__What this task involves__:
According to the issue page on representing imprecision, which two properties of E52 Time-Span express an imprecise duration?

__Source passage__:
[BEGIN]

Issue 197: How to represent imprecision(E60 Number and E61 Time Primitive)

Starting Date: 
2011-10-05
Working Group: 
3
Status: 
Done
Closing Date: 
2011-11-17
Background: 

Background Posted by Vladimir on 5/10/2011

Very often in the museum domain measurements are imprecise, so dimensions must be expressed as an interval.

1. Imprecise Dimension
E54 Dimension says "The properties of the class E54 Dimension allow for expressing the numerical approximation of the values of an instance of E54 Dimension".
My understanding is that can only happen through: E54 Dimension. P90 has value: E60 Number E60 Number says "... including *intervals* of these values to express *limited precision*".

Regarding time spans, CIDOC CRM allows imprecision to be expressed in two ways:

2. Imprecise Duration
E52 Time-Span. P83 had at least duration. E54 Dimension
E52 Time-Span. P84 had at most duration. E54 Dimension

IMHO this pair of properties is unnecessary, since:
- E54 Dimension already accomodates (or should accommodate) imprecision, see 1
- If we have this pair, then shouldn't we also split P43 has dimension in two (has minimum dimension, has maximum dimension)?
- The pair allows "P91 has unit" of the two Dimensions to differ, which I think is unnecessary 
("between 1 and 2 cm" is used often, but who'd say "between 1 cm and 1 meter"?)

3. Imprecise Start/End As depicted in the CRM Tutorial (online at http://personal.sirma.bg/vladimir/crm-tutorial/#slide27) two properties allow to express the Outer & Inner bounds of a Time-Span:
E52 Time-Span. P81 ongoing throughout: E61 Time Primitive (outer bound)

[END]

__Material provided__:
[BEGIN]

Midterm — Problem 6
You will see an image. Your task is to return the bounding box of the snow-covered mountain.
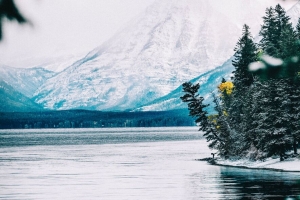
[134,1,300,112]
[134,59,234,112]
[0,65,55,98]
[34,0,272,110]
[0,80,43,112]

[END]

__Result for this task__:
P83 had at least duration and P84 had at most duration.